[Object pointing dataset rows]
•••
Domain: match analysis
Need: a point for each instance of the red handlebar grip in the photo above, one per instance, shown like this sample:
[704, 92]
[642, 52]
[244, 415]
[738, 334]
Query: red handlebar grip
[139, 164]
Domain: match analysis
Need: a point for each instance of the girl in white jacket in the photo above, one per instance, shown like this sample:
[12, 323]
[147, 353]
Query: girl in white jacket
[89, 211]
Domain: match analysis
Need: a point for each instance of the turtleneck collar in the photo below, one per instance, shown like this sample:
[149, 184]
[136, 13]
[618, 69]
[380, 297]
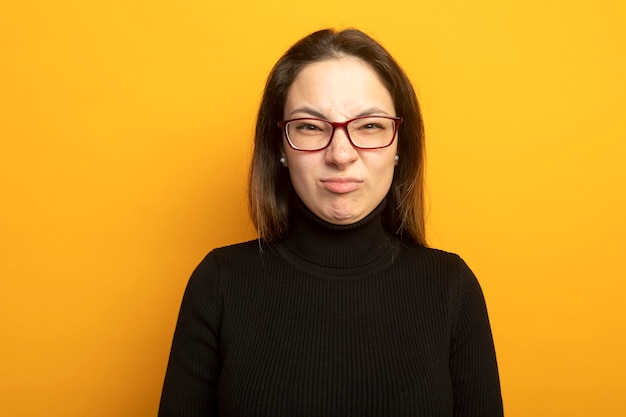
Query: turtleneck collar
[338, 249]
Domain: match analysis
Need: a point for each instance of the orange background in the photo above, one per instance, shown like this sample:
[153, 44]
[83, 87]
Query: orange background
[125, 132]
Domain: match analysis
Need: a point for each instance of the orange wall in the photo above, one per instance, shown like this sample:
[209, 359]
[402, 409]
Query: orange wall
[125, 132]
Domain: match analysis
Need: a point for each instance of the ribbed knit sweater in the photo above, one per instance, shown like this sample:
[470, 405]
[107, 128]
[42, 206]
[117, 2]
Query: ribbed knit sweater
[332, 321]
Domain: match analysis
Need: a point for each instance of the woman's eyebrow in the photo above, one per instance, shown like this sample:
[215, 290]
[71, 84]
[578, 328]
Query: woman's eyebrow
[315, 113]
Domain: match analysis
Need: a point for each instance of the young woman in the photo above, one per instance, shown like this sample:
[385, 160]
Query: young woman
[339, 308]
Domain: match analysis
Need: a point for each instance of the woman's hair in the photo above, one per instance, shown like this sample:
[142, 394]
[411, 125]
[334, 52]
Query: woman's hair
[269, 183]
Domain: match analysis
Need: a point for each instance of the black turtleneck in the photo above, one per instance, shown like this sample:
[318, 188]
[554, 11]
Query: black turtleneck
[332, 321]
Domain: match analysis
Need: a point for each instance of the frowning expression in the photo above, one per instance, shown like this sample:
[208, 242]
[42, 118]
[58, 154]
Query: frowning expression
[340, 184]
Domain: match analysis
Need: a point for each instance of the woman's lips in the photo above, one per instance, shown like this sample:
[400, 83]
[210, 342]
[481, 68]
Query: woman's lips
[341, 185]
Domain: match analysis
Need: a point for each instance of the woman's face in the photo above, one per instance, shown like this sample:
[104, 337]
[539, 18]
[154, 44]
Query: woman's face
[340, 184]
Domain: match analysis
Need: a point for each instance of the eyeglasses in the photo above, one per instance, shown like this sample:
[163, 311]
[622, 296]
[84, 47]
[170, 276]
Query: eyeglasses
[367, 132]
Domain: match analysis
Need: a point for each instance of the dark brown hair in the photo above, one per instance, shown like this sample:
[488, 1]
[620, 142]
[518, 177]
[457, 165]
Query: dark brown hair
[269, 182]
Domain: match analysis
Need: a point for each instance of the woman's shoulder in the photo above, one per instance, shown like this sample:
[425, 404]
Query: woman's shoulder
[438, 262]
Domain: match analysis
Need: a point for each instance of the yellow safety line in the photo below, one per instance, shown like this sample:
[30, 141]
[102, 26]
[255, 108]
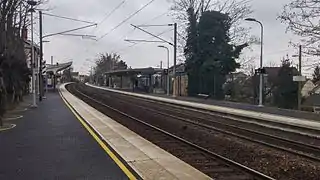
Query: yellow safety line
[101, 143]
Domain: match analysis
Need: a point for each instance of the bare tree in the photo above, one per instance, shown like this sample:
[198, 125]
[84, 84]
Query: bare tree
[302, 18]
[236, 9]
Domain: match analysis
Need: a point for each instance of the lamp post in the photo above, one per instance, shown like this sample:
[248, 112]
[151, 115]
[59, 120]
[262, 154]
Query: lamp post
[168, 78]
[33, 62]
[261, 61]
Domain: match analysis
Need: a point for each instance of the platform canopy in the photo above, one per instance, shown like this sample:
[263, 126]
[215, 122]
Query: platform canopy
[55, 68]
[137, 71]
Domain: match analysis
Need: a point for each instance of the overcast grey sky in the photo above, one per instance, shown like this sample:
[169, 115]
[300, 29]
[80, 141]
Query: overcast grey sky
[65, 48]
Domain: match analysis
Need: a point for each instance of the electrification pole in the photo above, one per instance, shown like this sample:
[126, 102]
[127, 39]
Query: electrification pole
[41, 92]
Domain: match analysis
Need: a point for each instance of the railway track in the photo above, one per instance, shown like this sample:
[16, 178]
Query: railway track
[210, 163]
[299, 144]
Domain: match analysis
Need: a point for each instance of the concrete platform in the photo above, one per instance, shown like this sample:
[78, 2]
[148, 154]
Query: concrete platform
[299, 122]
[49, 143]
[146, 159]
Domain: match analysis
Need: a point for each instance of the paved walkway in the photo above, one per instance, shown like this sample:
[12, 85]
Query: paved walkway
[50, 143]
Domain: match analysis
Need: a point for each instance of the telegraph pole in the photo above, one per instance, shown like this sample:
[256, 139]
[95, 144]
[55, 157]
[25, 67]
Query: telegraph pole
[174, 59]
[41, 58]
[300, 74]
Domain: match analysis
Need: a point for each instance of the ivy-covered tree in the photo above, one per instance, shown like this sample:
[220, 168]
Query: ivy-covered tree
[217, 54]
[105, 63]
[316, 74]
[286, 90]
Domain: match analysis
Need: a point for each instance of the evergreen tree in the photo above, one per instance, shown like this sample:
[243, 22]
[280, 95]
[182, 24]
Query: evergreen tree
[217, 54]
[286, 90]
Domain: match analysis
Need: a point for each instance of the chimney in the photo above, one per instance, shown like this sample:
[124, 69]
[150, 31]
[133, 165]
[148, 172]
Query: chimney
[24, 34]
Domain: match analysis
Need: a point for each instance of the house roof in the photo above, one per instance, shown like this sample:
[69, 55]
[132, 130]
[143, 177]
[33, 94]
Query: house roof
[136, 71]
[57, 67]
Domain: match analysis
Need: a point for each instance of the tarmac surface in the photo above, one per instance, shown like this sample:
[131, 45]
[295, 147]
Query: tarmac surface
[50, 143]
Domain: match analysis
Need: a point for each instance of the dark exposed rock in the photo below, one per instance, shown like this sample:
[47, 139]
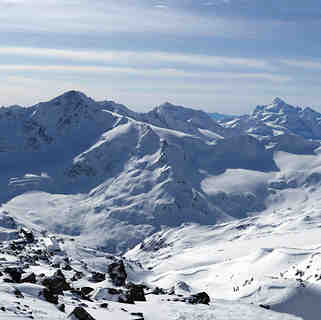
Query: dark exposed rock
[49, 296]
[78, 275]
[98, 277]
[57, 283]
[86, 290]
[15, 273]
[80, 314]
[137, 315]
[158, 291]
[18, 293]
[67, 267]
[136, 291]
[28, 235]
[201, 297]
[29, 278]
[62, 307]
[117, 273]
[123, 295]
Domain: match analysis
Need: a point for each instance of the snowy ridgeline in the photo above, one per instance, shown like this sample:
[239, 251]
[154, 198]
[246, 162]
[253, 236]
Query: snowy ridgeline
[113, 176]
[229, 208]
[43, 276]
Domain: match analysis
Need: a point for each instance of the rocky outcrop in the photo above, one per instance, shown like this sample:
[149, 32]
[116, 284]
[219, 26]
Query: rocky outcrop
[117, 273]
[79, 313]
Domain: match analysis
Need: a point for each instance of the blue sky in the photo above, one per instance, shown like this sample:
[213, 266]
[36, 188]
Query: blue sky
[217, 55]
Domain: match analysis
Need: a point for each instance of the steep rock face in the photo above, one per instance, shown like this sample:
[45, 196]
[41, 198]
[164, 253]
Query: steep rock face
[293, 144]
[243, 152]
[169, 116]
[122, 178]
[280, 118]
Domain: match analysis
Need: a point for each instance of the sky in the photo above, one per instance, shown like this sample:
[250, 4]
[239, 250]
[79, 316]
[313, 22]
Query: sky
[217, 55]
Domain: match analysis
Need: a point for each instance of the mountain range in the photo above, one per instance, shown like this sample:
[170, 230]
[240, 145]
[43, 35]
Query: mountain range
[229, 205]
[125, 174]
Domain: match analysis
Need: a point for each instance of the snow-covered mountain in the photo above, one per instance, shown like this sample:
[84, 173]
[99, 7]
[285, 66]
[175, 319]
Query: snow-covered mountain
[221, 207]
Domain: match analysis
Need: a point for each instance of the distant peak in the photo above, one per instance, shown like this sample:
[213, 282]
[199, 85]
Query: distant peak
[167, 104]
[73, 93]
[278, 100]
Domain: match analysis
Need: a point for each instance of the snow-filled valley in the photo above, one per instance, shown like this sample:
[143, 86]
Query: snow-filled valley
•••
Work to do
Please count the lines of the records above that contain the string "rocky" and give only that number.

Full output
2